Locate each line in the items that contains the string "tree" and copy it out. Case matters.

+ + + + + + +

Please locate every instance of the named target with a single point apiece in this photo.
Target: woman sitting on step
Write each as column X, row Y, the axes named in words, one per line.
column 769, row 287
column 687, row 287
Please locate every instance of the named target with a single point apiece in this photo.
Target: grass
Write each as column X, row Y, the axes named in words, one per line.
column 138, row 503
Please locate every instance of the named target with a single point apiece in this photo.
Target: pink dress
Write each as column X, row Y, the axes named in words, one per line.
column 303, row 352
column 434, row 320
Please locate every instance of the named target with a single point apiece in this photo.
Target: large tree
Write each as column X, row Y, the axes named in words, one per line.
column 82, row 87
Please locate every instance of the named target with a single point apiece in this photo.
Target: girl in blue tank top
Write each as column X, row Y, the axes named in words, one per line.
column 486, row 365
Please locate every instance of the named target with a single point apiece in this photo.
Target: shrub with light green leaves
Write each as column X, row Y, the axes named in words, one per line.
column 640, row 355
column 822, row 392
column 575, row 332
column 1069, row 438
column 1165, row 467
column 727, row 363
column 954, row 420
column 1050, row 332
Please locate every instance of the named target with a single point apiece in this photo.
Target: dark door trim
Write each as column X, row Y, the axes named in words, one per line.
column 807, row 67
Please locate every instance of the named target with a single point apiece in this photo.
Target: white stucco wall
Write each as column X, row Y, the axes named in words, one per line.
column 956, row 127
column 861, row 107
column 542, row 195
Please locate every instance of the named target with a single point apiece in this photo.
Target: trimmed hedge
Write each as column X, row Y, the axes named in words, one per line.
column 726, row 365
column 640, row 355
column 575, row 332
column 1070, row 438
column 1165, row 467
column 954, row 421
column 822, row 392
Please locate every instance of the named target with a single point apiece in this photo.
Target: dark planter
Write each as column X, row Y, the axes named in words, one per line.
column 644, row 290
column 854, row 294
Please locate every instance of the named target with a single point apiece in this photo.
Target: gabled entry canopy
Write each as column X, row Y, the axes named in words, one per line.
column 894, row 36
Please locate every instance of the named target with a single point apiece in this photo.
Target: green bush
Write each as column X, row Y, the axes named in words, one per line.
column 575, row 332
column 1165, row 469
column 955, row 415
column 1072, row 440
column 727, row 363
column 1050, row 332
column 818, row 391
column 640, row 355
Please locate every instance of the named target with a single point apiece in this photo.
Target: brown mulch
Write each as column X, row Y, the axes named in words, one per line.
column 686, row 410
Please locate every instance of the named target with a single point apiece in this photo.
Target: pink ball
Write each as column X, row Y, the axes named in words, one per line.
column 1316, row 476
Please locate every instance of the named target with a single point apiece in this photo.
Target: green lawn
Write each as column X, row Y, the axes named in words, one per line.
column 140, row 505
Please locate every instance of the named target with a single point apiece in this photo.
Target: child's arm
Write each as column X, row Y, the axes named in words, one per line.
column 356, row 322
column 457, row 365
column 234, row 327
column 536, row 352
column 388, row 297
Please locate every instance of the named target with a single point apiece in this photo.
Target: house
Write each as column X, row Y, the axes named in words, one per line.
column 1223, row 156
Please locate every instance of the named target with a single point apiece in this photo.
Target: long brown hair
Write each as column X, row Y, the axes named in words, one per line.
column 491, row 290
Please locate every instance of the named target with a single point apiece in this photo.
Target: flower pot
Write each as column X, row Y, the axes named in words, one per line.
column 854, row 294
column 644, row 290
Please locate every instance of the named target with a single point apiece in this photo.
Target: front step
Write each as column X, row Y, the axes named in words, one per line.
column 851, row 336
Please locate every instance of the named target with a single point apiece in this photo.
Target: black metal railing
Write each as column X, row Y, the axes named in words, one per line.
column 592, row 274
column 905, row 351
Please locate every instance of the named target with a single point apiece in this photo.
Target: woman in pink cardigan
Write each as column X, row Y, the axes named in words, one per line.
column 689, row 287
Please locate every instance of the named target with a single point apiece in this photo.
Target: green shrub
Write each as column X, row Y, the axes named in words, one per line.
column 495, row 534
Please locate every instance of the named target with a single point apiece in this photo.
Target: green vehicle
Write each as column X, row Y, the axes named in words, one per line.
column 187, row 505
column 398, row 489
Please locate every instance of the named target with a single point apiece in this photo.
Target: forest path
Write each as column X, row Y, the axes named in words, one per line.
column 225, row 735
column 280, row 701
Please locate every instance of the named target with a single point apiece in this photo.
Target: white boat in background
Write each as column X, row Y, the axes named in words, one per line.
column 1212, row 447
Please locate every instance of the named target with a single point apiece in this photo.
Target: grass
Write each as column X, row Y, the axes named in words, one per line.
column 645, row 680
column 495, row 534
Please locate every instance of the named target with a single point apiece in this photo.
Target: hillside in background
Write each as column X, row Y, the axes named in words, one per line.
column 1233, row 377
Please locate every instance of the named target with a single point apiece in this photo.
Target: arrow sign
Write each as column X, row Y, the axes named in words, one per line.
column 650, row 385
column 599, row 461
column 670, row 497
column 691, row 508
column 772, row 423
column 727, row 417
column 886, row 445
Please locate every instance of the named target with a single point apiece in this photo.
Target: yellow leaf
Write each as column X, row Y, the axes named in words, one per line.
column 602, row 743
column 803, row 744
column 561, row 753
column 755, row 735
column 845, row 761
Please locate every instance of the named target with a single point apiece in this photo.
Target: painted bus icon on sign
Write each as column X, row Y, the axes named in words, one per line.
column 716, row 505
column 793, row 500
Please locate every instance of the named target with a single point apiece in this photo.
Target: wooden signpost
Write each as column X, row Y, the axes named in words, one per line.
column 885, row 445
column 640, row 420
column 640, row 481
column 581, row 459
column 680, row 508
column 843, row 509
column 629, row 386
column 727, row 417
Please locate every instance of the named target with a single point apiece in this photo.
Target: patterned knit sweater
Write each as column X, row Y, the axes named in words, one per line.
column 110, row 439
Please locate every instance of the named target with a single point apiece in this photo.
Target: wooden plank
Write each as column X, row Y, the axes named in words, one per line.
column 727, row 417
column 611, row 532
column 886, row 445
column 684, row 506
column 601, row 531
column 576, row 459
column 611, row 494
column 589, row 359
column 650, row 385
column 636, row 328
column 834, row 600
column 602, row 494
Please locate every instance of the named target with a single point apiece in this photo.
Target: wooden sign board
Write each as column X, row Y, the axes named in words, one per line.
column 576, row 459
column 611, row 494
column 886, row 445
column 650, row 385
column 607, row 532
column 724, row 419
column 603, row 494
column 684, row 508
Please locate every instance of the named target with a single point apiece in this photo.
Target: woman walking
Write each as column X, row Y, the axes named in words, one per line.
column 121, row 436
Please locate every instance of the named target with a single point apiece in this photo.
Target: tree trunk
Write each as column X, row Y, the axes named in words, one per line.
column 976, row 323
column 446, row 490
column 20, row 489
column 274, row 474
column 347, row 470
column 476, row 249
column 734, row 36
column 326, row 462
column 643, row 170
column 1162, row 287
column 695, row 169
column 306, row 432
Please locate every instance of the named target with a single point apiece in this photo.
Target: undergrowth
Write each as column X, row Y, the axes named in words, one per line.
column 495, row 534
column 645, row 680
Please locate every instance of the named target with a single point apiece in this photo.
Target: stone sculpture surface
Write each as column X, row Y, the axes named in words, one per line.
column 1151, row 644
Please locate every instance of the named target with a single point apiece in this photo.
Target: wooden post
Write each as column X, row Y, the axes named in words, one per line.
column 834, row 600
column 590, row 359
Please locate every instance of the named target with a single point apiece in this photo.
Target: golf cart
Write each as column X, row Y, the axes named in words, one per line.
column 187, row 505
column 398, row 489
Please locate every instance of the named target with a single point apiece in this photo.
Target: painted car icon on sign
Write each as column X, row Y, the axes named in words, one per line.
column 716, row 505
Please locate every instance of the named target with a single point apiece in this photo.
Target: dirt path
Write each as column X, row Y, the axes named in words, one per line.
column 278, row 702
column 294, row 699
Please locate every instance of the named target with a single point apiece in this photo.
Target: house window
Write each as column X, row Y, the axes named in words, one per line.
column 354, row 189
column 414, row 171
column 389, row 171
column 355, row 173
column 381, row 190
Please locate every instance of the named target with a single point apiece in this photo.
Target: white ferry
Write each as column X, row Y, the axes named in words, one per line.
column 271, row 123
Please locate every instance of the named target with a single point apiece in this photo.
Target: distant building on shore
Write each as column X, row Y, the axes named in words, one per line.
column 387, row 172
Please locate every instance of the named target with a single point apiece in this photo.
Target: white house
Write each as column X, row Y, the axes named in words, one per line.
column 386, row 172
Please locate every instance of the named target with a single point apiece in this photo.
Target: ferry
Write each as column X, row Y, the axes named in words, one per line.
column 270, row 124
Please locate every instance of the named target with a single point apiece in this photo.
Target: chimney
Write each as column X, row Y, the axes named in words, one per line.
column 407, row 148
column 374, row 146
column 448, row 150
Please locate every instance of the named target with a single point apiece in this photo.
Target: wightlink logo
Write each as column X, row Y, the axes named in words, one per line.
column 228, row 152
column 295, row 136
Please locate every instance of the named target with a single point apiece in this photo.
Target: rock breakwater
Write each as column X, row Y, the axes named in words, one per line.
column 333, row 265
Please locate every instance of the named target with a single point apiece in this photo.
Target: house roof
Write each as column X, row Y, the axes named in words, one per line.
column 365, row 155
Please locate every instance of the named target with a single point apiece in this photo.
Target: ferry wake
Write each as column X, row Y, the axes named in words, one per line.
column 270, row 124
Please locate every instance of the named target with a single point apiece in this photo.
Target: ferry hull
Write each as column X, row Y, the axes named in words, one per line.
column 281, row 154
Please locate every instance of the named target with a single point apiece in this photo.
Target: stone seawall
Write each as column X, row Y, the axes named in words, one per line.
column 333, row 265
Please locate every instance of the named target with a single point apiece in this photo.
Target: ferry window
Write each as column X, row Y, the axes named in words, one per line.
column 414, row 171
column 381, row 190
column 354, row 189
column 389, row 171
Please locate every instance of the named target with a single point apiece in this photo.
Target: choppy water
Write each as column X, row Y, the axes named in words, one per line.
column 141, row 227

+ + + + + + +

**Problem solution**
Target: large tree
Target: tree trunk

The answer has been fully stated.